**DIRECTIONS FOR THIS TASK:** The complete listing should be restated exactly.

┌──

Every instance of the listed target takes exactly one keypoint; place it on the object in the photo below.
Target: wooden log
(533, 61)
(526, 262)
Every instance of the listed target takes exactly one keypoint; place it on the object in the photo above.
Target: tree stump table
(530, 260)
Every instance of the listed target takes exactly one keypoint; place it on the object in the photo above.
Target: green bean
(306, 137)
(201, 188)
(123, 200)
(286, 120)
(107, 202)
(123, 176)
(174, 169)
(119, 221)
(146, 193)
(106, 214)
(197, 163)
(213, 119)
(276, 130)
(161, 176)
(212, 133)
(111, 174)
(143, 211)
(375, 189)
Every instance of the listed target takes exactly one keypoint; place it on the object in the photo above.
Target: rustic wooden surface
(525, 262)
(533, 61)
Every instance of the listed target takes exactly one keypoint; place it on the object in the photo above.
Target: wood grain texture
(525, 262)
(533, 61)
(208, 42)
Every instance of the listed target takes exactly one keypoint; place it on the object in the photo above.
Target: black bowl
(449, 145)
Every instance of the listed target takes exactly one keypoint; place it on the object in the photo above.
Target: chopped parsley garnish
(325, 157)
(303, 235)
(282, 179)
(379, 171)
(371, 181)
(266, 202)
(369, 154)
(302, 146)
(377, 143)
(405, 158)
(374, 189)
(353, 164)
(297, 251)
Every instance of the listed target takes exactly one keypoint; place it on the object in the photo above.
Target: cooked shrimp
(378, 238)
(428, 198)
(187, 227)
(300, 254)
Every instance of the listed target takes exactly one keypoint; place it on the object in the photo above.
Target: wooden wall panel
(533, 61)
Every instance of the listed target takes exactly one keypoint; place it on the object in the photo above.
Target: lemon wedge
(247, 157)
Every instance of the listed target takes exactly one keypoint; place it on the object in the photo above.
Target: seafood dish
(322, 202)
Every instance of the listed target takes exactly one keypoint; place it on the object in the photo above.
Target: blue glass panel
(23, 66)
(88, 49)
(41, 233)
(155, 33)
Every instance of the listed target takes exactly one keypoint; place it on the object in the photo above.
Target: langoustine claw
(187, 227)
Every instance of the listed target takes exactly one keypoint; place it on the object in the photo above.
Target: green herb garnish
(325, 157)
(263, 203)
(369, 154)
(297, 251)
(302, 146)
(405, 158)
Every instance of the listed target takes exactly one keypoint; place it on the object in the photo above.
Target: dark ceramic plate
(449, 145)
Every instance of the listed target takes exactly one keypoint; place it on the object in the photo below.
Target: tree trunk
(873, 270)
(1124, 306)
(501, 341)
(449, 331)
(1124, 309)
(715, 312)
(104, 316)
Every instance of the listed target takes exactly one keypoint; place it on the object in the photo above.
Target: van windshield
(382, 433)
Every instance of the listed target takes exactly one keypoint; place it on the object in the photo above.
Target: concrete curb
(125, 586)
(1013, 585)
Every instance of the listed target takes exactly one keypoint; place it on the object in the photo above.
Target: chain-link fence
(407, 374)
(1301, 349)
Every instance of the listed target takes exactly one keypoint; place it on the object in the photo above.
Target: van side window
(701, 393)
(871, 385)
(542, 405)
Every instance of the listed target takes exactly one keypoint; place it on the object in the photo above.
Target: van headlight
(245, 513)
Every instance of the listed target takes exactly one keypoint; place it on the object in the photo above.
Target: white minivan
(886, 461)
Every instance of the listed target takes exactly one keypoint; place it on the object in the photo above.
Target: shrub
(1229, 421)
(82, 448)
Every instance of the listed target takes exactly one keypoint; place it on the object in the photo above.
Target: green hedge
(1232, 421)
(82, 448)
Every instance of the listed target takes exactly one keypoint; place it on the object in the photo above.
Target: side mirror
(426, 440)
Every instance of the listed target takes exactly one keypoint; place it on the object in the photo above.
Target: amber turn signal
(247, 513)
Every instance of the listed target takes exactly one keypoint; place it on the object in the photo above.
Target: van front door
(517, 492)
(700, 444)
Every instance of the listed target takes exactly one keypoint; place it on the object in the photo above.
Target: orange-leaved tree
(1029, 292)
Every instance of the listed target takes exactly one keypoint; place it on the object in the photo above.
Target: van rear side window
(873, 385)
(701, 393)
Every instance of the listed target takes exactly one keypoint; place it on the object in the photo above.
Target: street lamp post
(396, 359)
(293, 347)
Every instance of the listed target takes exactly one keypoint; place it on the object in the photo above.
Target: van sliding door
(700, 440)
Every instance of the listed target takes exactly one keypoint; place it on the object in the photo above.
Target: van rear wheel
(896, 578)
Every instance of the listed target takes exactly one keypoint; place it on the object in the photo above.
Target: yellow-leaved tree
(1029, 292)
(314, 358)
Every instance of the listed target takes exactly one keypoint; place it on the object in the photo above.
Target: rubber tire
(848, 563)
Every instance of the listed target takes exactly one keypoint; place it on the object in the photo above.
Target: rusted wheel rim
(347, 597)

└──

**RESPONSE TO THIS EXERCISE:**
Every instance of the listed target takes exactly one keypoint; place it on the object in the photo below.
Target: wooden log
(533, 61)
(526, 262)
Every instance of the listed target takes exactly one keypoint; place it on the object in the photo above.
Target: tree stump table
(530, 260)
Every instance of the listed target takes exactly one keypoint; place it on the object in the photo above.
Target: green bean
(306, 137)
(201, 188)
(123, 200)
(286, 120)
(107, 202)
(123, 176)
(174, 169)
(119, 221)
(146, 193)
(106, 214)
(197, 163)
(213, 119)
(276, 130)
(161, 176)
(212, 133)
(111, 174)
(143, 211)
(375, 189)
Every instance of the listed target takes exactly one keypoint; place it on the object in the photo above.
Target: rustic wooden surface
(525, 262)
(533, 61)
Every instance of the listed target takes exactly one keypoint; place it on the object in the photo above.
Target: wood grain texture
(525, 262)
(533, 61)
(208, 42)
Every instance of the listed target takes exactly one keypoint; place it on the object in the photo above.
Target: black bowl
(449, 145)
Every instance of the listed target takes exactly one keypoint; place it on the object in the photo above.
Target: chopped parsley garnish
(325, 157)
(303, 235)
(282, 179)
(379, 171)
(371, 181)
(266, 202)
(369, 154)
(302, 146)
(377, 143)
(405, 158)
(374, 189)
(353, 164)
(297, 251)
Every instance of the listed target takes exactly one keypoint; place it on the object in the photo above.
Target: cooked shrimp
(378, 238)
(428, 198)
(187, 227)
(300, 254)
Every instance of the listed target takes exactly one keypoint; place it on the object in the photo above.
Target: wooden wall panel
(533, 61)
Every instance of the listed target takes exactly one keypoint; place it on the object in the photo above.
Target: lemon wedge
(247, 157)
Every instance of the listed target takes exactly one keypoint; place it on the object in the photo above.
Target: seafood dish
(322, 202)
Every instance of the listed target takes exactly one keypoint; place it on the object in the photo above.
Target: blue glass panel
(23, 66)
(88, 49)
(41, 233)
(155, 33)
Every instance of the listed target takes exactly one keypoint; place it on the object in the photo above.
Target: langoustine claw
(187, 227)
Every instance of the listed target takes exactly one keypoint; place it on the object in the photo above.
Target: green herb garnish
(325, 157)
(263, 203)
(369, 154)
(297, 251)
(302, 146)
(405, 158)
Every instance of the listed target takes exactly one keypoint; place it on the object in the photo above.
Target: dark ceramic plate
(449, 145)
Every instance of the listed target takes exactly one keypoint; place it on the object in the photo below.
Target: tree trunk
(873, 270)
(1124, 306)
(501, 341)
(449, 331)
(1124, 309)
(715, 312)
(104, 316)
Every instance of the listed target takes exactly one keypoint; place it on the object in the photo above.
Target: van windshield
(382, 433)
Every instance of the listed target takes exactly one keypoint; place it on the object in the photo above.
Target: concrete curb
(125, 586)
(1013, 585)
Every instance of the listed target takes exactly one keypoint; place it on the object in the photo above.
Target: chain-link fence
(407, 374)
(1301, 349)
Every instance of the listed target takes exactly one keypoint; place it on the object in the photo above.
Target: van side window
(701, 393)
(871, 385)
(542, 405)
Every instance of the listed target takes exactly one keypoint; place it on the object in the photo above.
Target: van headlight
(245, 513)
Every instance of the listed target takes exactly one keypoint; place it on the object in the photo above.
Target: white minivan
(886, 461)
Every instance of the listed target takes exactly one keypoint; place it on the object in the photo above.
Target: shrub
(1229, 421)
(82, 448)
Every instance of the listed target takes exactly one keypoint; place it on the object in the photo above.
Target: green hedge
(1232, 421)
(82, 448)
Every instance of the listed target takes exactly one keypoint; place it on the object in the photo above.
Target: side mirror
(426, 440)
Every instance of the listed target takes exactly one keypoint; place it on the object in the photo above.
Target: amber turn signal
(247, 513)
Every instance of the listed target takes exactly one keypoint; place it on the object in the photo above.
Target: van front door
(517, 492)
(700, 444)
Every instance of the listed target takes exactly one keypoint; place it on the object in the photo above.
Target: orange-leaved tree
(1029, 292)
Every instance of the listed target takes exactly one keypoint; place it on the object in the photo above.
Target: van rear side window
(873, 385)
(701, 393)
Every instance of the listed target takes exactly one keypoint; place it on the object in the photo above.
Target: street lamp post
(396, 359)
(293, 347)
Every instance of the listed target takes exactly one keypoint; place it on the object in the photo above.
Target: van sliding door
(700, 440)
Every instance of the listed target takes exactly one keypoint; place it on the object in the photo above.
Target: van rear wheel
(896, 578)
Every instance of the listed target takes exactly one keypoint; place it on the object in the photo above.
Target: yellow-leaved tree
(1029, 292)
(314, 358)
Every instance of the listed target takes exactly one keypoint; place it on the object in the photo above.
Target: rubber tire
(848, 563)
Every instance of the listed target takes exactly one keypoint; place it on the object in the photo above.
Target: rusted wheel rim
(347, 597)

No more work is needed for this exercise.